+++ Excerpted passage

Website usage
This website presents the comprehensive information related to the RNA structure predictions in 202 cyanobacteria genomes. The website offers the following main sections (see entries in the blue navigation bar on the top of the website):
CRS-Cyanobacteria
The landing page briefly describes the study, contains links to the main computational tools, the citation reference, a table with an overview over the number of predicted conserved RNA structures (CRSs), and a number of flat files for download of the main study results.
Browse CRSs
The browser page allows a user to filter the predicted CRSs by taxonomy (search area in the top right table), scores and pathway associations (check boxes in the top left). All CRSs that fit the user selection are shown in the table below. The main result table also has a search field that allows the user to search for gene names, ortholog identifiers, or CRS identifiers. A click on the header of each table allows to re-arrange the rows by the score of the clicked column.
Hoovering over the red information circles shows additional information to each respective entry.
Clicking on the blue underlined CRS identifier in the lower table navigates the user to details of the corresponding CRS in the next website section.
CRS details
This section shows all details associated with a CRS that a user selected either in the prior browser section or from the drop down box. The shown information includes all scores, potential pathway associations from the orthologous gene adjacent to which the CRS was predicted, the genomic loci of all conserved sequences in the CRS alignment, an overview over the species in which the CRS is predicted, and predicted transcriptional activity.
The details page also shows the post-processed conserved RNA structure with significant covarying basepairs highlighted in green (as calculated by R-scape). The structure figures were generated with R2R. The legend to these structures is as follows (Figure 1 in R2R publication):
CRS alignments
This sections shows the post-processed alignments of the novel CRSs.
The following post-processing steps were performed to improve the structure alignment and consensus structure:
- predict the consensus secondary structure from the CMfinder built alignment with PETfold (version 2.2)
- rebuild the covariance model (CM) with Infernal cmbuild (version 1.1.4) by using the CMfinder built alignment and the PETfold predicted structure
- realign sequences with Infernal cmalign to the new CM, and
- remove sequences with less than 65% canonical base pairs in the consensus structure.
The nucleotide positions are colored according to the JalView default scheme, that is adenine in green, cytosine in orange, guanine in red, and uracil in blue. The sequence identifiers on the left side are dot separated combination of the NCBI taxonomy ID, the BioSample identifier, and the Genbank Accession of the respective plasmid. The conserved RNA structure is shown below the alignment in dot-bracket notation.
Further, the filtered alignment is shown for improved and more compact visualization.
Species conservation
This section shows for each taxonomic order the fraction of studied species (177 in total) that the CRS anchoring orthologous gene is conserved in (barplot on the left side), and the fraction of species that the CRS is conserved in (barplot on the right side). The phylogentic tree of the group of orthologous genes in newick format can be downloaded (link at the bottom of the page). In this file the leaves in the tree are dot separated NCBI tax id + RefSeq chromosome accession + proGenomes gene ID (mostly RefSeq locus tag).

++++++
+++ Data for analysis

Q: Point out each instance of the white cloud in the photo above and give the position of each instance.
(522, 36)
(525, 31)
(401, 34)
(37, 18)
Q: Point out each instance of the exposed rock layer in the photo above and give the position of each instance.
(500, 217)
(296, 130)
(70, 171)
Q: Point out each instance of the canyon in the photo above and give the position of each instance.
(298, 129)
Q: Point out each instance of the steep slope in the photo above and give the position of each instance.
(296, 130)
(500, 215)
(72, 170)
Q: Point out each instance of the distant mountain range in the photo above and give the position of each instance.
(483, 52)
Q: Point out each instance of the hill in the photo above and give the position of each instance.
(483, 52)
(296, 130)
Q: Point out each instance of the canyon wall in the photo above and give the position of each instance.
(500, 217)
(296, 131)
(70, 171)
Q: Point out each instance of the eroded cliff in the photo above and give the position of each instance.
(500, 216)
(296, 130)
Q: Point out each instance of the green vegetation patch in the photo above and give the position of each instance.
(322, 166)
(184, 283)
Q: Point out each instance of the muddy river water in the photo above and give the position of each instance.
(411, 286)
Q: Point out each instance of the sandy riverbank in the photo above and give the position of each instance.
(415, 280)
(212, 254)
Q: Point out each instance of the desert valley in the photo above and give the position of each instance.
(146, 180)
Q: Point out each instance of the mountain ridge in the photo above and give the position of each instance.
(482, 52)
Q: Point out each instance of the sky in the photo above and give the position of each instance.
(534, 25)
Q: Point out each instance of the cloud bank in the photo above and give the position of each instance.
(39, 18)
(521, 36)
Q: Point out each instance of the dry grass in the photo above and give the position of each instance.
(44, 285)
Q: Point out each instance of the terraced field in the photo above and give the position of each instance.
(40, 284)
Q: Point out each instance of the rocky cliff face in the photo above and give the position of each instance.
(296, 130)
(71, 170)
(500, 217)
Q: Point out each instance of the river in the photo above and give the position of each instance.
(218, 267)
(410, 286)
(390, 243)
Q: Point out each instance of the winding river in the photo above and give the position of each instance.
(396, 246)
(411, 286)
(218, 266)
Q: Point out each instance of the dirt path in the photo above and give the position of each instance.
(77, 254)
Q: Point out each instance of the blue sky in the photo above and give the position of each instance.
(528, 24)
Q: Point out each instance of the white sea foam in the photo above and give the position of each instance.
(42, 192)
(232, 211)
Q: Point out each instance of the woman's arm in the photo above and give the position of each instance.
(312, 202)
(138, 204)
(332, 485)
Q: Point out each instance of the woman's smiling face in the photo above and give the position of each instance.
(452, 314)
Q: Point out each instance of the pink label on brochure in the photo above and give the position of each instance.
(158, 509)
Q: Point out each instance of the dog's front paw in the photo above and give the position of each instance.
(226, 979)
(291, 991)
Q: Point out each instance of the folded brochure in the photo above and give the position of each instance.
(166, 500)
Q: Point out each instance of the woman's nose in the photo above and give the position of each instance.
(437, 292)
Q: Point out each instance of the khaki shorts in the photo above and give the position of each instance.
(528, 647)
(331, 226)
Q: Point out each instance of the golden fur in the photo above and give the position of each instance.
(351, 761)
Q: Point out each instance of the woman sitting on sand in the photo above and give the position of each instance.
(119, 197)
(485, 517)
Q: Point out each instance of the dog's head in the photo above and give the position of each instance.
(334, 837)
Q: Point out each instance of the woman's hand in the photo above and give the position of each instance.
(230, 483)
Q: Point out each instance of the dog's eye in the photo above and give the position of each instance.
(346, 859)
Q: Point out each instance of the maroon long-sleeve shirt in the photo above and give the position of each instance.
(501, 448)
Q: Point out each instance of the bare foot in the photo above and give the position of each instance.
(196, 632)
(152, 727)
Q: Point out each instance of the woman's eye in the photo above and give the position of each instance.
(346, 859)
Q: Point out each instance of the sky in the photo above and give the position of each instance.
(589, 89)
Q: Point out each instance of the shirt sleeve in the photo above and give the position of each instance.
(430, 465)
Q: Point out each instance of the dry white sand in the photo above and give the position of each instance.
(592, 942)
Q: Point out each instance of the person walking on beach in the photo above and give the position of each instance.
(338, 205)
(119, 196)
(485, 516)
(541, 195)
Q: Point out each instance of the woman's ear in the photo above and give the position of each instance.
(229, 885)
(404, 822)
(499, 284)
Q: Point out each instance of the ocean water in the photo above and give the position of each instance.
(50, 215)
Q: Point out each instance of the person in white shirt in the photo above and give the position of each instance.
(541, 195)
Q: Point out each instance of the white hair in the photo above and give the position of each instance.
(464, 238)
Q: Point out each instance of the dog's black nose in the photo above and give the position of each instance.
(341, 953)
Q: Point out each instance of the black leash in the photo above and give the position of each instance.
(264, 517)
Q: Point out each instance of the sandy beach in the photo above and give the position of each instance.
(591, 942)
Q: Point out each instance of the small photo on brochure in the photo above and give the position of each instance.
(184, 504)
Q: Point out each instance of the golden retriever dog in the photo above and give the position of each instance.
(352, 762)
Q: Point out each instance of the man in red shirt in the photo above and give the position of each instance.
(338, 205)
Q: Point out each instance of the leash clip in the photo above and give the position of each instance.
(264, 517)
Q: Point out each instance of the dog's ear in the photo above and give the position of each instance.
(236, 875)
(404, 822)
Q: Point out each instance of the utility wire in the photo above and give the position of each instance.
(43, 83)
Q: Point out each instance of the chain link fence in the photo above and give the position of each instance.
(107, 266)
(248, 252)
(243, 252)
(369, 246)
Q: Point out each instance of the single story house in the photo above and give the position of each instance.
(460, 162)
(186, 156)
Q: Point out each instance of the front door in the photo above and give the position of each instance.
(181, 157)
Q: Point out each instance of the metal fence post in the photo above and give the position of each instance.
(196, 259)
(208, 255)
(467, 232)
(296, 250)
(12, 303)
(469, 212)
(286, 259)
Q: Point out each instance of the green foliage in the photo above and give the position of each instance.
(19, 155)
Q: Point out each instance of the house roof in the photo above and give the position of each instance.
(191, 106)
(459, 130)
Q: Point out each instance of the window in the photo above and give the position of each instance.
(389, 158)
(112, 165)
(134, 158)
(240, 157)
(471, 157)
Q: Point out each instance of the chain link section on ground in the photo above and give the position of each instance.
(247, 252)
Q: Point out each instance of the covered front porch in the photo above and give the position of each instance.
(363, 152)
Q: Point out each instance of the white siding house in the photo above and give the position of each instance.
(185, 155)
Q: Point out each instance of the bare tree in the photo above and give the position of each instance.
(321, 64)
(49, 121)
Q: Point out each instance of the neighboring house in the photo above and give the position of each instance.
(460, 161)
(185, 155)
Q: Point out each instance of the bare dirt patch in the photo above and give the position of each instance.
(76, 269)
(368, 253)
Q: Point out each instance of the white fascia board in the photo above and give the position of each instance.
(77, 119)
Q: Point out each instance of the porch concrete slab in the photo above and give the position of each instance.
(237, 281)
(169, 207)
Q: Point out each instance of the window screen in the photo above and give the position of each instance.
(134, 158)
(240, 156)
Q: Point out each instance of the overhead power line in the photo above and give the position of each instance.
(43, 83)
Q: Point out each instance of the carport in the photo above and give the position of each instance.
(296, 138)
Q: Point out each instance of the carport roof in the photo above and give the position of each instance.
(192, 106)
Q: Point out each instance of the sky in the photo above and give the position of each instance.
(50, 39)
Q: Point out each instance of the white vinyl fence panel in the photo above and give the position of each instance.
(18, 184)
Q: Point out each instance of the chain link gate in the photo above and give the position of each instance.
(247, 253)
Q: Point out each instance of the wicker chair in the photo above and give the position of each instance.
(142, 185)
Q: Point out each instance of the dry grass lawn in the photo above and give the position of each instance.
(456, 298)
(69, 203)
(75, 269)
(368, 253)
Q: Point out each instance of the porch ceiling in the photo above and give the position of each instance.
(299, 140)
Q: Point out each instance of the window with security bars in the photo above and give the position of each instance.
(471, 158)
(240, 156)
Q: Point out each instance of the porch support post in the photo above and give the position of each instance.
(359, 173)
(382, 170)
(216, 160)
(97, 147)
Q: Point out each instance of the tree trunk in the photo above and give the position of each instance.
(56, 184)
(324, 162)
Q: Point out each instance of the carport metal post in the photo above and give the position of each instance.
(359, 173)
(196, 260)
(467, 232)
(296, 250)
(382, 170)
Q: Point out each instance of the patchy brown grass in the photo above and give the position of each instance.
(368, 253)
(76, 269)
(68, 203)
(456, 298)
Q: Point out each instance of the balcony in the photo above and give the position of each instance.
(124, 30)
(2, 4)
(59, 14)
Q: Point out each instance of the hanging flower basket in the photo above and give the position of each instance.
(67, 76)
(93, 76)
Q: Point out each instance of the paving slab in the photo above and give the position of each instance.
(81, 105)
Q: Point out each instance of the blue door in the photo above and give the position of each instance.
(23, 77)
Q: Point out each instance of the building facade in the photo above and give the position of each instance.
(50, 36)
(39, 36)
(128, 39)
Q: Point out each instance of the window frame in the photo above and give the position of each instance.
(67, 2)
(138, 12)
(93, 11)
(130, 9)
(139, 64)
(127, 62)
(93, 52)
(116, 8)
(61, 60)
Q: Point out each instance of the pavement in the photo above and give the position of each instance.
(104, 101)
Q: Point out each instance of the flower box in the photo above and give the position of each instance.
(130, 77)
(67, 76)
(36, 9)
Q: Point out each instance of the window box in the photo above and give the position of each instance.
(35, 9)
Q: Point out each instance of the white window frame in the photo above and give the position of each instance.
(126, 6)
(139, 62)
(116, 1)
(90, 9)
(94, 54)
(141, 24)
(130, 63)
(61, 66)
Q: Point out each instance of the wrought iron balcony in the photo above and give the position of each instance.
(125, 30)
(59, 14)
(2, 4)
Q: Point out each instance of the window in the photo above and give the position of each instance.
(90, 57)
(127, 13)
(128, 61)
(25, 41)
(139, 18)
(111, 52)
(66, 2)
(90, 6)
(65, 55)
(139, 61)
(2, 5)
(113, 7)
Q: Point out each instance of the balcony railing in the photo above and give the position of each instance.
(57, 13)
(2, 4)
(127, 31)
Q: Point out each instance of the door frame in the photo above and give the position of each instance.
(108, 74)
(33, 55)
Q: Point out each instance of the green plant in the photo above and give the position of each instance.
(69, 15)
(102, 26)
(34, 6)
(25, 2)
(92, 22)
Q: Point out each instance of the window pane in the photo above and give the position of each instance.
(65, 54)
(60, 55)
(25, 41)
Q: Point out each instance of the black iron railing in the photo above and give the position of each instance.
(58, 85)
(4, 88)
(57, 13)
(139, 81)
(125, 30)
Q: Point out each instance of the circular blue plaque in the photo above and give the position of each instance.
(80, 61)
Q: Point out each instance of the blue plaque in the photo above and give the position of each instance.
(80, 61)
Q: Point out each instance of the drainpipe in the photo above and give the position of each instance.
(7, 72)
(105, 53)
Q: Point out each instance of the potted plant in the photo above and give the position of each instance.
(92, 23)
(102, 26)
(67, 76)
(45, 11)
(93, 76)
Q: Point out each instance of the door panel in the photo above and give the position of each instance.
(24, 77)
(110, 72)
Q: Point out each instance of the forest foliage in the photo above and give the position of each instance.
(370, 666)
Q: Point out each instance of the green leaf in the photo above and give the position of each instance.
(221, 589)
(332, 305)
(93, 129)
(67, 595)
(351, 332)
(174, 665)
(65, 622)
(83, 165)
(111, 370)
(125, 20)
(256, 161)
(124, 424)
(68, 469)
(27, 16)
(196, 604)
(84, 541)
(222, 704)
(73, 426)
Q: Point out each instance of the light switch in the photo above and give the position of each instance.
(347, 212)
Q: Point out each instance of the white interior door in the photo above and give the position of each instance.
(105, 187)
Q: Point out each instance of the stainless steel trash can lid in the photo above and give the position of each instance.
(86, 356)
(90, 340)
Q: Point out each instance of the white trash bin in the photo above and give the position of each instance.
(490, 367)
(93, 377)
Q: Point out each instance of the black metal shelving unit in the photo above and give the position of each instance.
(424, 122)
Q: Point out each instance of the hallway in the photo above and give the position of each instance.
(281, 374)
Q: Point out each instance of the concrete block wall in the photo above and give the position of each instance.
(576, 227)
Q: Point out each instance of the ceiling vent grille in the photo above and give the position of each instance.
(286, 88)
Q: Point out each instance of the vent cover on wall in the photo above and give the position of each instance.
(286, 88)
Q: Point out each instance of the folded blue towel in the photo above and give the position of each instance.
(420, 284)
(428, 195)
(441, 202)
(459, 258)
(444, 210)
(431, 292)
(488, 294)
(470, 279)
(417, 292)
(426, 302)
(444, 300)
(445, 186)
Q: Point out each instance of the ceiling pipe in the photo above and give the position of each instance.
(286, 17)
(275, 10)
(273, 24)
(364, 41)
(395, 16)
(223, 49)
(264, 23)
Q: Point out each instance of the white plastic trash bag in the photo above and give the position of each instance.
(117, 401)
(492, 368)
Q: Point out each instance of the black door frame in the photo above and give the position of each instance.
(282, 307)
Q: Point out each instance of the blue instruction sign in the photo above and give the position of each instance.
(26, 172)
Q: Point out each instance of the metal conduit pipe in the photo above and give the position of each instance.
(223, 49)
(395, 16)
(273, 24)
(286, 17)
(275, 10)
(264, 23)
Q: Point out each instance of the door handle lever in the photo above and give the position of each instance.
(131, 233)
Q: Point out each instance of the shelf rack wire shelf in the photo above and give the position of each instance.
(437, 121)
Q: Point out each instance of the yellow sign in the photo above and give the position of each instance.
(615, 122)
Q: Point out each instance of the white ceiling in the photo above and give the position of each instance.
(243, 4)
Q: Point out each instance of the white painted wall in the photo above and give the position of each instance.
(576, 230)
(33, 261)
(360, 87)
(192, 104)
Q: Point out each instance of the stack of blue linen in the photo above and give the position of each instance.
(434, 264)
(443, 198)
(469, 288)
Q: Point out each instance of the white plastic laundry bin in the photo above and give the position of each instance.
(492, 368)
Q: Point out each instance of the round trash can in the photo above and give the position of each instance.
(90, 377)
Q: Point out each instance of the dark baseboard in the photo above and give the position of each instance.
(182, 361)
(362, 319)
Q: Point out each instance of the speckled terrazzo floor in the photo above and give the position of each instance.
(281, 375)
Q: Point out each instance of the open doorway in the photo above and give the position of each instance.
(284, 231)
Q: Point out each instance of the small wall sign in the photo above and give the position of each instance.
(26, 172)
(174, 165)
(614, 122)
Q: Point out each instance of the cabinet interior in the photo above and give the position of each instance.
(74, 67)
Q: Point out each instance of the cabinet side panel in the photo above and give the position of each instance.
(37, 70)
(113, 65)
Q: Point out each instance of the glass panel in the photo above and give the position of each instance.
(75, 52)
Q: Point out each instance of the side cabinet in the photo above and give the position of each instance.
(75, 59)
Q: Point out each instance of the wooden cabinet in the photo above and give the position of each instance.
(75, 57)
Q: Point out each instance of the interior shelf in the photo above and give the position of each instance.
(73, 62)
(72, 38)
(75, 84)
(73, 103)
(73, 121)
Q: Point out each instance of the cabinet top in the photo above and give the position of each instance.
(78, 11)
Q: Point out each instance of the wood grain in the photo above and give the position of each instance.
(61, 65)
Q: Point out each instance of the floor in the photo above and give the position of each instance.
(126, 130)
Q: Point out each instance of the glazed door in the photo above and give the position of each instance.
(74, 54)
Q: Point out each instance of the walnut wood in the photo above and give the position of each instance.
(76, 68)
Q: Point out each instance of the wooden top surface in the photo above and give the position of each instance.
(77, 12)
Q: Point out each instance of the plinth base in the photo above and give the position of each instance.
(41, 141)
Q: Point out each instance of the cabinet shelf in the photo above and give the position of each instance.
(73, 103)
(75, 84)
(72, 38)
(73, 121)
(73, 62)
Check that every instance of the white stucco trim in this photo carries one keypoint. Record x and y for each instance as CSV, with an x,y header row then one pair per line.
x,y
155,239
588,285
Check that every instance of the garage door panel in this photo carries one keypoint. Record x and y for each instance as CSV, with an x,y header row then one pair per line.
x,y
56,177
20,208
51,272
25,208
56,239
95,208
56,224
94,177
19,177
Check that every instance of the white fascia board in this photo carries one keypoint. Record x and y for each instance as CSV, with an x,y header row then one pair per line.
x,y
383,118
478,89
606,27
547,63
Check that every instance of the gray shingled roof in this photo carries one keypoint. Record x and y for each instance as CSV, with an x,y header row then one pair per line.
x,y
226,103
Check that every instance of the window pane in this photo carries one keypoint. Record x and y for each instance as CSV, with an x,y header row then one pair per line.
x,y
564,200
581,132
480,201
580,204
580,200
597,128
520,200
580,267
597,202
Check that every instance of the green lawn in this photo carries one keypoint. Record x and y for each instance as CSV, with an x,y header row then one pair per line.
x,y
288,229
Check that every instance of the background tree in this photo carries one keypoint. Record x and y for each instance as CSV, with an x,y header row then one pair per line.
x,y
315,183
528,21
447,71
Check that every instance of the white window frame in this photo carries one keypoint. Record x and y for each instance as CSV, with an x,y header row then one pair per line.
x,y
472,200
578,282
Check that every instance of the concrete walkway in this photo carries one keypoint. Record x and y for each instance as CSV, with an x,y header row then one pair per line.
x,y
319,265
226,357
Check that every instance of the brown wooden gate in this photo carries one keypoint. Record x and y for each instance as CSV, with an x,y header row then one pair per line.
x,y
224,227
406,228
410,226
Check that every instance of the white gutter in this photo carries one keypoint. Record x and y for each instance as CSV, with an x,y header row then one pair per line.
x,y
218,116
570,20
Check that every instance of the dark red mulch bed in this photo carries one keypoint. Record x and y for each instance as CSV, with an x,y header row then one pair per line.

++++++

** Using the information **
a – Please mark each statement as yes or no according to the website usage guide, and back each verdict with the deciding words from the guide, quoted verbatim. (i) Significant covarying basepairs in the post-processed structure are highlighted in green. (ii) Post-processing removes sequences with less than 75% canonical base pairs in the consensus structure. (iii) In the alignment coloring, uracil is shown in orange.
b – Write the next part of the website usage guide, picking up after its final sentence.
The records above come from a separate source.

** Answers for the tasks **
a –
(i) Yes: "significant covarying basepairs highlighted in green (as calculated by R-scape)"
(ii) No: "remove sequences with less than 65% canonical base pairs in the consensus structure"
(iii) No: "adenine in green, cytosine in orange, guanine in red, and uracil in blue"

b –
Known structures
The novelty of CRSs was assessed to known RNA structures from the Rfam database and a model for Rho-independent bacterial terminators (RNIE terminator). The known structures were annotated via a homology search with Infernal cmsearch for all 202 cyanobacteria genomes. The full annotation list of Rfam families and terminator sequences in the 202 genomes can be downloaded on the landing page (CRS-Cyanobacteria). This website section lists all hits for bacterial Rfam families and RNIE terminators that overlapped the search regions in which this study screened for RNA structures. A user can interact with this website section in a similar manner as in the CRS browser.
Use case
In this use case we want to explore the regulatory features of the ATP synthase of our favorite cyanobacteria Synechococcus sp. PCC 7002. Transcriptional and translational regulation of ATP synthesis in cyanobacteria is a complex process primarily centered on controlling the activity of ATP synthase, the enzyme responsible for ATP production. It is known that the small protein AtpΘ acts as a post-translational inhibitor of the ATP synthase complex. The half-life of the atpT transcript (KO identifier K01999) is dramatically different depending on the cell’s energy state ensuring that AtpΘ is produced only when needed (in the dark) and its synthesis is shut down rapidly when the cell’s energy state improves (in the light). This fast and efficient control mechanism is crucial for the cell’s ability to adapt to rapid light-dark cycles.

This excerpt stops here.